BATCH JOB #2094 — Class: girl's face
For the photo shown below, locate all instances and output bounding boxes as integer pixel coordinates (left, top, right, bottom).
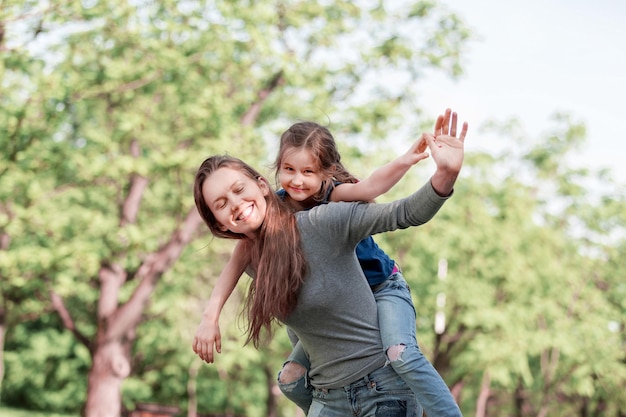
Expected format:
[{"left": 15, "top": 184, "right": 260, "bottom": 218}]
[
  {"left": 202, "top": 167, "right": 270, "bottom": 238},
  {"left": 278, "top": 148, "right": 323, "bottom": 202}
]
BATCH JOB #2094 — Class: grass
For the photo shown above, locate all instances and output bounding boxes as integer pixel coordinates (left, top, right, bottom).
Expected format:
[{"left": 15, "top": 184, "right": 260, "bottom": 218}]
[{"left": 0, "top": 406, "right": 76, "bottom": 417}]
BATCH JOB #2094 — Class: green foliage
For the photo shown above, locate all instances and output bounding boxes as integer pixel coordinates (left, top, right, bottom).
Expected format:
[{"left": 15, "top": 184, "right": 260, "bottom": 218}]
[
  {"left": 2, "top": 315, "right": 90, "bottom": 414},
  {"left": 0, "top": 0, "right": 626, "bottom": 417}
]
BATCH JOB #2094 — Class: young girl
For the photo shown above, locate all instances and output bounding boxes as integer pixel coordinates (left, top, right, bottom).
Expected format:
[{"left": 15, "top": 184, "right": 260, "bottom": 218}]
[{"left": 194, "top": 110, "right": 466, "bottom": 416}]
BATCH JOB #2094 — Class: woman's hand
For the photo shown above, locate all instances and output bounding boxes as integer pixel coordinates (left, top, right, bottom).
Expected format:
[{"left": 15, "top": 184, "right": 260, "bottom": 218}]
[
  {"left": 424, "top": 109, "right": 468, "bottom": 196},
  {"left": 192, "top": 317, "right": 222, "bottom": 363}
]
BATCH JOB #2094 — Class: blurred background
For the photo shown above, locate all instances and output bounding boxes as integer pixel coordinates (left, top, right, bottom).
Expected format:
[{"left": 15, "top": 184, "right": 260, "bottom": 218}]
[{"left": 0, "top": 0, "right": 626, "bottom": 417}]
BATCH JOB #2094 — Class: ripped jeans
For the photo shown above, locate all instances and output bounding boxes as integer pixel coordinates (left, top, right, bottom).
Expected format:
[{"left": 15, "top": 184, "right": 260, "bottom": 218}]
[{"left": 278, "top": 272, "right": 462, "bottom": 417}]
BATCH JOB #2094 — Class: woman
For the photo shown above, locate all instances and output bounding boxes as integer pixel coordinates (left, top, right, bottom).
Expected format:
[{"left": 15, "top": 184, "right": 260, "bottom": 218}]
[{"left": 194, "top": 112, "right": 467, "bottom": 417}]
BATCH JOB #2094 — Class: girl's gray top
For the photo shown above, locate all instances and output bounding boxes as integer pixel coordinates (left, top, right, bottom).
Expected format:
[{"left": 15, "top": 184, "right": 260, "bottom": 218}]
[{"left": 283, "top": 181, "right": 448, "bottom": 389}]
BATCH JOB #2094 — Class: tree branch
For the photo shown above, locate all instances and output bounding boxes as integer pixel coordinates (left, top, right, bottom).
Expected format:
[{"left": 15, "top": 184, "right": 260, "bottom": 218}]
[
  {"left": 50, "top": 290, "right": 92, "bottom": 352},
  {"left": 240, "top": 70, "right": 285, "bottom": 126},
  {"left": 107, "top": 207, "right": 202, "bottom": 338},
  {"left": 120, "top": 139, "right": 148, "bottom": 227}
]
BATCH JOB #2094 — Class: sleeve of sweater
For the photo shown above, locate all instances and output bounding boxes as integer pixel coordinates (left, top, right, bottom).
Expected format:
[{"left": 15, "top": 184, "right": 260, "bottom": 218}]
[{"left": 309, "top": 181, "right": 450, "bottom": 246}]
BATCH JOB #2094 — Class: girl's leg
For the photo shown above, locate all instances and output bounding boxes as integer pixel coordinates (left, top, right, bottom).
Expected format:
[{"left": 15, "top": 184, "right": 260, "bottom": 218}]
[
  {"left": 374, "top": 272, "right": 462, "bottom": 417},
  {"left": 278, "top": 342, "right": 313, "bottom": 415}
]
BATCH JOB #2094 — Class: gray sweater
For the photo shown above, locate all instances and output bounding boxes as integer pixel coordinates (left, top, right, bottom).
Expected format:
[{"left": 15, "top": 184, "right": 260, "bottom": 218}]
[{"left": 284, "top": 181, "right": 447, "bottom": 389}]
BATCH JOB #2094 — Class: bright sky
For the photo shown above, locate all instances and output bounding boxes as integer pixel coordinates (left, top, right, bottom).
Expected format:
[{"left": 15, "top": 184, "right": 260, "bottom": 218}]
[{"left": 423, "top": 0, "right": 626, "bottom": 183}]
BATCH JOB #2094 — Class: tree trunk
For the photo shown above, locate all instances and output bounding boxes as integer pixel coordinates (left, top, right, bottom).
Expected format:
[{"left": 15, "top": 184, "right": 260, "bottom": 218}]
[{"left": 85, "top": 341, "right": 130, "bottom": 417}]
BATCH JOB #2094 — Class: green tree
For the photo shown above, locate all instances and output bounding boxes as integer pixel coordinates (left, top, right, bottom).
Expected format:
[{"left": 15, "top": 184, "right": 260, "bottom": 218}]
[
  {"left": 370, "top": 115, "right": 626, "bottom": 416},
  {"left": 0, "top": 0, "right": 468, "bottom": 416}
]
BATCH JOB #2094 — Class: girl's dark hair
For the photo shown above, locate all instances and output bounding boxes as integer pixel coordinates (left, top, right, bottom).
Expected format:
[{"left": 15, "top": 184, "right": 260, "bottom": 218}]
[
  {"left": 273, "top": 121, "right": 358, "bottom": 201},
  {"left": 193, "top": 155, "right": 308, "bottom": 347}
]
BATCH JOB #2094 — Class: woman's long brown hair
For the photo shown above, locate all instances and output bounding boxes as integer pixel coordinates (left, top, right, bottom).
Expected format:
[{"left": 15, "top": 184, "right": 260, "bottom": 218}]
[
  {"left": 273, "top": 121, "right": 359, "bottom": 201},
  {"left": 193, "top": 155, "right": 308, "bottom": 347}
]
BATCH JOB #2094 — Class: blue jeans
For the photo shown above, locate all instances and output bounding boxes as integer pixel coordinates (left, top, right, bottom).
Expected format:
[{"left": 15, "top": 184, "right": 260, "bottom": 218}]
[
  {"left": 307, "top": 366, "right": 422, "bottom": 417},
  {"left": 374, "top": 272, "right": 462, "bottom": 417},
  {"left": 278, "top": 272, "right": 462, "bottom": 417}
]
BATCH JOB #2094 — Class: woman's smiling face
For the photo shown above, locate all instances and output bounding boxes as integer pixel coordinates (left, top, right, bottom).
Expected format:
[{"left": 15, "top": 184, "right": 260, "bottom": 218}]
[{"left": 202, "top": 167, "right": 270, "bottom": 238}]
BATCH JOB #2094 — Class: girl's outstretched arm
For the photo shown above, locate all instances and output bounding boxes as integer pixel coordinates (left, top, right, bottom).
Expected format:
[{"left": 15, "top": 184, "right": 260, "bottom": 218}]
[
  {"left": 330, "top": 135, "right": 428, "bottom": 202},
  {"left": 192, "top": 240, "right": 249, "bottom": 363}
]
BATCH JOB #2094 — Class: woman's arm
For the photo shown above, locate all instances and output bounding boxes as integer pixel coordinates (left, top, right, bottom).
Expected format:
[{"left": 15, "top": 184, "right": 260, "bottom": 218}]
[
  {"left": 192, "top": 241, "right": 249, "bottom": 363},
  {"left": 330, "top": 135, "right": 428, "bottom": 202},
  {"left": 302, "top": 110, "right": 467, "bottom": 245}
]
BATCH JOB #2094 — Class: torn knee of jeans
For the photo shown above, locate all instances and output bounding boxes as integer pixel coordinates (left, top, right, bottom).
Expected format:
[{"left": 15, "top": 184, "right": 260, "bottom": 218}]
[
  {"left": 278, "top": 362, "right": 306, "bottom": 384},
  {"left": 387, "top": 344, "right": 406, "bottom": 362}
]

## Exercise directions
Find and copy every line of the listing that contains the string "face", treating uppercase and lowercase as different.

## The completed task
BATCH JOB #2094 — Class: girl's face
BATCH JOB #2094 — Class: woman's smiling face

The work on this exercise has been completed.